*TASK DETAILS:* Retype the opening lines of the data exactly, stopping after the line that contains "locate the tabletop". Skip every picture.
────
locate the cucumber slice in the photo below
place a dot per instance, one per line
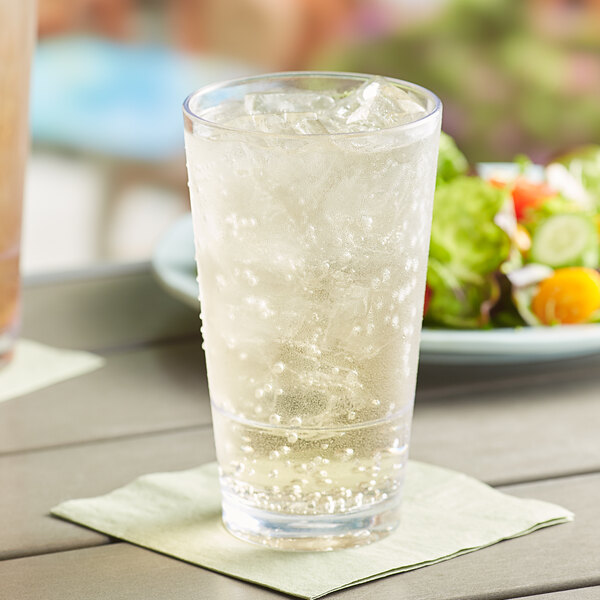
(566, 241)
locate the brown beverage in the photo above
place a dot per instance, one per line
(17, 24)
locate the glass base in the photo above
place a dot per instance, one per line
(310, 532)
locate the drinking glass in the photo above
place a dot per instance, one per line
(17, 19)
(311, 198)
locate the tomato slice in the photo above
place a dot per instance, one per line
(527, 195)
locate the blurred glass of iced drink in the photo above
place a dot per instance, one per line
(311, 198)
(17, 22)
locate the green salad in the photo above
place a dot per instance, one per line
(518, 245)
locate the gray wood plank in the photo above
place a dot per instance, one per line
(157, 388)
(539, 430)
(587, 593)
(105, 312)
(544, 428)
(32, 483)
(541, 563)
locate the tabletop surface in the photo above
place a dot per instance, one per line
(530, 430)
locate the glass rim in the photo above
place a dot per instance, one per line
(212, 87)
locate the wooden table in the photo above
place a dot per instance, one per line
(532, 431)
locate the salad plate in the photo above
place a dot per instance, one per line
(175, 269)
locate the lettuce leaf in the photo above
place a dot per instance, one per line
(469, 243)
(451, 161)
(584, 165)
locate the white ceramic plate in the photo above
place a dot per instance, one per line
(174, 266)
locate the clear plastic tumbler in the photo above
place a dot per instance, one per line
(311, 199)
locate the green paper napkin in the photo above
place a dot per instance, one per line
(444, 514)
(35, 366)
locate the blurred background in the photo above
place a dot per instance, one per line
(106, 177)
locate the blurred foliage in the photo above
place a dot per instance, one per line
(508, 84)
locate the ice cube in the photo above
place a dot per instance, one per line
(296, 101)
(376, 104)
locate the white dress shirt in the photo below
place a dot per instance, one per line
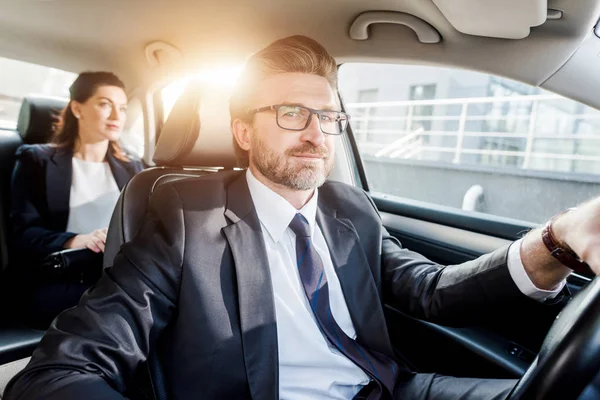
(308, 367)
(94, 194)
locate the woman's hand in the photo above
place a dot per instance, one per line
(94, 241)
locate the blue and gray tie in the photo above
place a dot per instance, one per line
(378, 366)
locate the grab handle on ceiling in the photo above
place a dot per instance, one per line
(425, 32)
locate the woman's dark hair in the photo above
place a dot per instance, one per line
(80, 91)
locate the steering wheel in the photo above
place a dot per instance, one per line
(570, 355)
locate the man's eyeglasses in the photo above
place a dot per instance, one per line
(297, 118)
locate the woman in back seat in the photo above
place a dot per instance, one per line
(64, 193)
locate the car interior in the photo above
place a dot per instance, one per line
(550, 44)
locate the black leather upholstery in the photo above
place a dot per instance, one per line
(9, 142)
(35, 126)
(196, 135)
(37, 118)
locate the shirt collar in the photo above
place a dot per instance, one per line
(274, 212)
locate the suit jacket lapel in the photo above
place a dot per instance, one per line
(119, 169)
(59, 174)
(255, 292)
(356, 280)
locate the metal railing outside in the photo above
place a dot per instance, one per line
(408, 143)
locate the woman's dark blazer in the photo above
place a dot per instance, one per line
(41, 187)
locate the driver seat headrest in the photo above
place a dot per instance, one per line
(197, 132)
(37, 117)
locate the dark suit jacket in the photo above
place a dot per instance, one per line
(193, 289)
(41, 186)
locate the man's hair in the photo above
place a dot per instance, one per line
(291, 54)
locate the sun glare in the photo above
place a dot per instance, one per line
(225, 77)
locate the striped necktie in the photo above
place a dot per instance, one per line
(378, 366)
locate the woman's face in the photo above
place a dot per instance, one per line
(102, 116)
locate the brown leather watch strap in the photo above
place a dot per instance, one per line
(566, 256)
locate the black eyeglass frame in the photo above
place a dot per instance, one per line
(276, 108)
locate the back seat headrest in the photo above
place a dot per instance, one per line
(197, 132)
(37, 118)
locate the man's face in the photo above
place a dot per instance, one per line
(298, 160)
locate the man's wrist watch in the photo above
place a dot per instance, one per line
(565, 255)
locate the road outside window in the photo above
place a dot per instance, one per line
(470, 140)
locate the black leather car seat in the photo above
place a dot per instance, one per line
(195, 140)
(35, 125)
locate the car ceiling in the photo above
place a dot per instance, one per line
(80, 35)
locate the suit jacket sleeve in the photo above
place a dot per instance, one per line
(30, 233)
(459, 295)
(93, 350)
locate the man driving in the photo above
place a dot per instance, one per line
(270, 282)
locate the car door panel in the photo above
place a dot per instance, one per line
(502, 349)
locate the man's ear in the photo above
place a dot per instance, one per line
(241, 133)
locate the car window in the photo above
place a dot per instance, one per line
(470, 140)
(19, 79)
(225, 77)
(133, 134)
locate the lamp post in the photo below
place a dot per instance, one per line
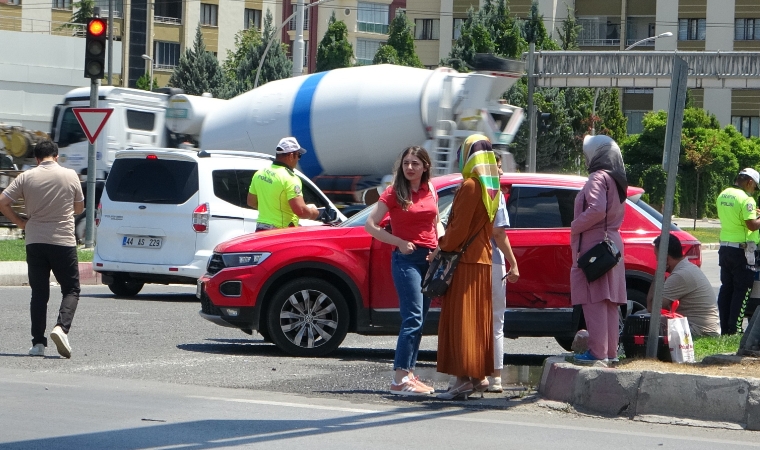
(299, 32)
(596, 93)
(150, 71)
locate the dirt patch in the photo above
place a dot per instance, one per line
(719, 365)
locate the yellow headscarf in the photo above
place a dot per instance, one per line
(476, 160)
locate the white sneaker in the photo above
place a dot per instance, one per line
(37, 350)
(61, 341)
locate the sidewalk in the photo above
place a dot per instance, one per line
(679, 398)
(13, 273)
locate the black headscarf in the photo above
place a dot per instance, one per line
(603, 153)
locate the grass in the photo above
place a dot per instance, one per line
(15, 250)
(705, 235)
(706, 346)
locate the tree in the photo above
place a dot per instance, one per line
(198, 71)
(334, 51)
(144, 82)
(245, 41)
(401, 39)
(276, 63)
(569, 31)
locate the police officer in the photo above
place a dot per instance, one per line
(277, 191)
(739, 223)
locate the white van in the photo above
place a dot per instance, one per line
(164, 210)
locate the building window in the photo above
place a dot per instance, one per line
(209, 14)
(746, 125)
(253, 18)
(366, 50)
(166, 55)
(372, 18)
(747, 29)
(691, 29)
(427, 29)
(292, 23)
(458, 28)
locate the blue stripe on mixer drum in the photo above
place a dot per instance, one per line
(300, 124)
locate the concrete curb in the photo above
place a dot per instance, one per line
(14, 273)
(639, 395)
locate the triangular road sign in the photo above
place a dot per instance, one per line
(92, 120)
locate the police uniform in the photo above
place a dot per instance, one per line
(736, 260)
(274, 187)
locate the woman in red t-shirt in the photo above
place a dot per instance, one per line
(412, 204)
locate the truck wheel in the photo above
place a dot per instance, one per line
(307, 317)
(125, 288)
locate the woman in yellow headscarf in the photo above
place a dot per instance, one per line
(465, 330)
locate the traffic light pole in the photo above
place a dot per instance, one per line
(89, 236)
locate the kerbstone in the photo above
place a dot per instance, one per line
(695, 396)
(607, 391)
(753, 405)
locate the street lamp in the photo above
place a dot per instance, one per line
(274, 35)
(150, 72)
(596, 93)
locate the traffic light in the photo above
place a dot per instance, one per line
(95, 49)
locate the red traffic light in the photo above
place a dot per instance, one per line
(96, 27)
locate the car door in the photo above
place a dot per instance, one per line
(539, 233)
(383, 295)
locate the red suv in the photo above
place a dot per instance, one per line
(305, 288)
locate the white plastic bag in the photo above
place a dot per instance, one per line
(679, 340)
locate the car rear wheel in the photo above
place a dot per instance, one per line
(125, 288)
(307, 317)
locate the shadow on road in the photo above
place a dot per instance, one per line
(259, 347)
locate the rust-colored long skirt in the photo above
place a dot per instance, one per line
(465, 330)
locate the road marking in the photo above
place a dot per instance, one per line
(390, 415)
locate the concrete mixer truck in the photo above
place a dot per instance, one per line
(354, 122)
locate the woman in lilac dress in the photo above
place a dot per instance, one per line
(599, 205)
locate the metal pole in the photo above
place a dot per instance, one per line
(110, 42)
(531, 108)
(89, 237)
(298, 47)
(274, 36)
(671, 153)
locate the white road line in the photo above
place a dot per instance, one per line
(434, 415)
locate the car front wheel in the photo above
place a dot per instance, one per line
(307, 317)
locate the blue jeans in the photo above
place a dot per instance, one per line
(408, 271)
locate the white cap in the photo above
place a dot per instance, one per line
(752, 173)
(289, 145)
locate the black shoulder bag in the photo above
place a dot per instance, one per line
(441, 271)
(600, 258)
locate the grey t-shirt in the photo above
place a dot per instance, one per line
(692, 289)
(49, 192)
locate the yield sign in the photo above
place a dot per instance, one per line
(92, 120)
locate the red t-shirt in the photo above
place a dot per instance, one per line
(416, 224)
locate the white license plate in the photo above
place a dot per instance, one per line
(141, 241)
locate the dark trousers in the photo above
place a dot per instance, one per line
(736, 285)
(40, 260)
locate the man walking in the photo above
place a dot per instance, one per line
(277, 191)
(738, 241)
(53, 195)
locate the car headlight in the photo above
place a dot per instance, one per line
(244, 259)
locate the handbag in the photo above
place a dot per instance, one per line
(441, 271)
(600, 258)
────
*ANSWER BOX:*
locate the cucumber slice in the photo below
place a dot per instance, one per line
(566, 241)
locate the brown beverage in the photo above
place a dot per instance, one per line
(17, 24)
locate the glass base in the photo above
place a dot per instance, one per line
(310, 532)
locate the drinking glass in the photo above
place a dot per instance, one per line
(17, 19)
(311, 198)
locate the tomato slice in the photo above
place a dot per instance, one per line
(527, 195)
locate the blurred glass of iced drink in the photo above
place a dot per instance, one per line
(311, 198)
(17, 22)
locate the green salad in the photo above
place a dot per instance, one per line
(518, 245)
locate the gray wood plank in the photo above
place a dot per instance, one per line
(157, 388)
(539, 430)
(587, 593)
(105, 312)
(544, 428)
(32, 483)
(541, 563)
locate the tabletop surface in the photo above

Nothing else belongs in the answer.